### Instructions to follow:
Rewrite the material from the line containing "Can you see the rock?" through the end of the material, changing "grass blade" to "grass stalk" and leaving everything else as it is.

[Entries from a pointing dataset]
[start]

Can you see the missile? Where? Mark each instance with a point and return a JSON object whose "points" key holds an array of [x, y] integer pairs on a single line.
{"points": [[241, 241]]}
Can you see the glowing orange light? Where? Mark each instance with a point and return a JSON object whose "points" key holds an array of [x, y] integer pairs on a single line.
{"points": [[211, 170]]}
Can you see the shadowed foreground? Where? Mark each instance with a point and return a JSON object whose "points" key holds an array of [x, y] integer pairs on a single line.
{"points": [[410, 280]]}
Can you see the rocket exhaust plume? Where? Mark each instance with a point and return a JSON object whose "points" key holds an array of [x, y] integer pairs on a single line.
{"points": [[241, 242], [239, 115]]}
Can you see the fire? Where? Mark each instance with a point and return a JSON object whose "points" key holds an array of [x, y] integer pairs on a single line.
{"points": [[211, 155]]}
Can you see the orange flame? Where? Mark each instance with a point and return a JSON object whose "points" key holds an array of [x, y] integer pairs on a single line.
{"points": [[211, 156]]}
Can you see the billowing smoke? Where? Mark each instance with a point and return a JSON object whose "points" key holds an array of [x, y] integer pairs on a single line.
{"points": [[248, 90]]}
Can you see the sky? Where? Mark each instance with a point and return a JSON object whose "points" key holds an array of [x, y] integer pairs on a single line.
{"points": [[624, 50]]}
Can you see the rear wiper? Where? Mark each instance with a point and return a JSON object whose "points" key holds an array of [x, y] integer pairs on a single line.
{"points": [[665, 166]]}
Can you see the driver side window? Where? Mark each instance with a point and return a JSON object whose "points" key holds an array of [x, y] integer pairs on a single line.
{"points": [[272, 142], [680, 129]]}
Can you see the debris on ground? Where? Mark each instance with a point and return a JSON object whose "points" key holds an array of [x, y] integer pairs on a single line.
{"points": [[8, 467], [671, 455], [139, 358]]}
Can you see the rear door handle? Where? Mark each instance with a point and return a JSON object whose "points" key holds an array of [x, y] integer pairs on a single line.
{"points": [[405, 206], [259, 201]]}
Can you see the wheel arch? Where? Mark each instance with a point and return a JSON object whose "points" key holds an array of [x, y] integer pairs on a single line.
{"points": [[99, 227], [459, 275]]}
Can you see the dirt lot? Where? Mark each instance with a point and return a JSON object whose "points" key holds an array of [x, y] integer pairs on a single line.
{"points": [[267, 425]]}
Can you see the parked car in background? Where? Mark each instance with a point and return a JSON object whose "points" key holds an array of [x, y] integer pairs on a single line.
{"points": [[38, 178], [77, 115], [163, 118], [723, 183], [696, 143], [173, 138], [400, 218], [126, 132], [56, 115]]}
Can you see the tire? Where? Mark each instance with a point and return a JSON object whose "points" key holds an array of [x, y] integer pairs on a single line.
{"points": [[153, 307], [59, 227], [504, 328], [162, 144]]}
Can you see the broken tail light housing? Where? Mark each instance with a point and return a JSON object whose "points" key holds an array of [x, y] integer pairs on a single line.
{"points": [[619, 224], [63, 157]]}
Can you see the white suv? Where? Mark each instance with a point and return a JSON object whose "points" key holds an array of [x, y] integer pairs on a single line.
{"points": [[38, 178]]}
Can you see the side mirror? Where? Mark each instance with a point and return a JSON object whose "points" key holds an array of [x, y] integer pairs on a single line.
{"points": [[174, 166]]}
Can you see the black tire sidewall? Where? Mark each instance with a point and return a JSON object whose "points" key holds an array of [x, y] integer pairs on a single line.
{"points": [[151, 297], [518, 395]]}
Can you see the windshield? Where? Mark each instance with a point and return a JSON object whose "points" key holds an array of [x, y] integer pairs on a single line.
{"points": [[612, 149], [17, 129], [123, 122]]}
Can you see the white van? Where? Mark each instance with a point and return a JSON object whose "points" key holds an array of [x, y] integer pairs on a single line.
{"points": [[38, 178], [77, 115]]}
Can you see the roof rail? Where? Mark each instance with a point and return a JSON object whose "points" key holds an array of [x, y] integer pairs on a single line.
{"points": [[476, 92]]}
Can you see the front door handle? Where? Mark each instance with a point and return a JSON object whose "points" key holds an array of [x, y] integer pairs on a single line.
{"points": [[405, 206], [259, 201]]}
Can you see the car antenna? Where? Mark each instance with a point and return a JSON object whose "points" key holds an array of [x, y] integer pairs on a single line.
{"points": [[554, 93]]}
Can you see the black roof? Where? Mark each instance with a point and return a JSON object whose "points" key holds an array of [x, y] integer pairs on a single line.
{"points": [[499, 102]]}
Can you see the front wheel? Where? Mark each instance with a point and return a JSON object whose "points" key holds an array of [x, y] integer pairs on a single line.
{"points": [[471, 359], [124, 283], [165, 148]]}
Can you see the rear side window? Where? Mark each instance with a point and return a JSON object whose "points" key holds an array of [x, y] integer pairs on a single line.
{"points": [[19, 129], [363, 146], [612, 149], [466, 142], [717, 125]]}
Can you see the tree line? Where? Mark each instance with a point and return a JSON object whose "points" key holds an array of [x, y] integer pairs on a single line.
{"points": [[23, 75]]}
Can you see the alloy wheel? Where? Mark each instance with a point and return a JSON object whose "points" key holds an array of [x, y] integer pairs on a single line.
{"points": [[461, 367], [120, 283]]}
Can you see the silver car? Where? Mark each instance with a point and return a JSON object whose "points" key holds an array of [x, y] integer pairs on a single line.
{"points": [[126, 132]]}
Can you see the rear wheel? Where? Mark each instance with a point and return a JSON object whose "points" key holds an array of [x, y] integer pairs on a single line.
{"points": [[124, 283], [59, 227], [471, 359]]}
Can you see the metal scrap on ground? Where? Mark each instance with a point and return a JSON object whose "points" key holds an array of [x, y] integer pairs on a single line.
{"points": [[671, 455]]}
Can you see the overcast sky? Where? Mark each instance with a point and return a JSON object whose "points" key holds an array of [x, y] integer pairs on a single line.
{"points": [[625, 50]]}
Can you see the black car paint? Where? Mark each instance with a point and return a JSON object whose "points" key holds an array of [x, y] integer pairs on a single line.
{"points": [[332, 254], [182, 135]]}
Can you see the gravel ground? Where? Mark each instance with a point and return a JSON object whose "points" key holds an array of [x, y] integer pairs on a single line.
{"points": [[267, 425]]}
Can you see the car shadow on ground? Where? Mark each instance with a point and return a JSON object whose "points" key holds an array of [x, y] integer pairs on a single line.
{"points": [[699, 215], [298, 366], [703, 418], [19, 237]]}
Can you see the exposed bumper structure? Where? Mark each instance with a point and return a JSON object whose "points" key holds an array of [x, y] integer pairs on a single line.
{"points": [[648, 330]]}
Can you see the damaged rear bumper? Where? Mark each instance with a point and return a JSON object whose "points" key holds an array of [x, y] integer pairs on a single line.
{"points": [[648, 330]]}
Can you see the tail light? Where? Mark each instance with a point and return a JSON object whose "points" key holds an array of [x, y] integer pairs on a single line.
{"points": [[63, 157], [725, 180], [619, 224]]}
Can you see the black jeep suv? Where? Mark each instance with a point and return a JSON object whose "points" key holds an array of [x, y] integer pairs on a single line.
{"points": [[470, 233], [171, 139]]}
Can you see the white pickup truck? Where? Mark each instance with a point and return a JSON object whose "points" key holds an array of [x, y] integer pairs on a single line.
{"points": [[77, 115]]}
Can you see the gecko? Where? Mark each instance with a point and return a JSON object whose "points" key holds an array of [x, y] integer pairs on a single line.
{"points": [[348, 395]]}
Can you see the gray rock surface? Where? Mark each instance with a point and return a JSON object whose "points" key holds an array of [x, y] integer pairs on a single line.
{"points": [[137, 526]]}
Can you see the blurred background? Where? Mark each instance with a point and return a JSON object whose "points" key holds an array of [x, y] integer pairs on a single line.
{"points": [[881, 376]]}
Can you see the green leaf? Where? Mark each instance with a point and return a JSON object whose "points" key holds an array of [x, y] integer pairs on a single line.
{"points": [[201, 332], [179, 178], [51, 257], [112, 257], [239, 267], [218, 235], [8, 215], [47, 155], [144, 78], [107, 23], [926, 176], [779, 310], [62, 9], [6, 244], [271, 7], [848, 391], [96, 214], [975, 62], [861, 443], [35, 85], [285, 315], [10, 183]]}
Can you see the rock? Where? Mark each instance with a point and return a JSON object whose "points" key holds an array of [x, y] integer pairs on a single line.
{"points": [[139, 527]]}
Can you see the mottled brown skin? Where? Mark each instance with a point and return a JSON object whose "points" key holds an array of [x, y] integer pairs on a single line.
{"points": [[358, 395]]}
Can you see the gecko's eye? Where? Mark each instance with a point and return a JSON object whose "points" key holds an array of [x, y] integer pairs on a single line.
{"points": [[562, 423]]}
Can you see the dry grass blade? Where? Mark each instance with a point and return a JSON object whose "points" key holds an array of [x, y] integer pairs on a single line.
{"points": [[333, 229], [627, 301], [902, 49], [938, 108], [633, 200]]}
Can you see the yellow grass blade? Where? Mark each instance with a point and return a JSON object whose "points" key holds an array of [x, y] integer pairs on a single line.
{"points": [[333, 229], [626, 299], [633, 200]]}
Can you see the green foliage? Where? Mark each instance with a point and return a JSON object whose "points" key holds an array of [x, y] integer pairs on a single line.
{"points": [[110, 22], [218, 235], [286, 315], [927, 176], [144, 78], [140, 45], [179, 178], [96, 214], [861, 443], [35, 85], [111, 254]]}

[end]

### The completed task:
Can you see the rock? Where? Mark each instance with a point and return a JSON object whose "points" key holds an array of [x, y] integer pairs on a single line.
{"points": [[139, 527]]}
Can you see the mottled brown skin? Where? Mark each instance with a point and return a JSON object whose "points" key holds an array of [x, y] integer pairs on a single line.
{"points": [[358, 395]]}
Can you see the gecko's eye? Where? Mark each instance with a point and return a JSON object whose "points" key holds an array of [x, y] integer pairs on a single line.
{"points": [[562, 423]]}
Can you see the dry grass stalk? Where? Mark each instance with a point and return a JSON object whose "points" key holds an array of [x, y] integer pairs on a single line.
{"points": [[333, 229], [627, 301], [902, 49], [938, 108], [633, 200]]}
Can you see the yellow grass stalk? Where? Mark each instance with a point and return a JSON object whose "points" key holds an array of [x, y] integer pairs on a single line.
{"points": [[333, 229], [626, 299], [633, 200]]}
Can you see the green foliage? Where? Mark each instance with a point and return a JSON object whose "points" key holds an array of [x, y] integer pairs on a single line.
{"points": [[110, 22], [218, 235], [286, 315], [927, 176], [144, 78], [140, 45], [179, 178], [96, 214], [861, 443], [35, 85], [111, 254]]}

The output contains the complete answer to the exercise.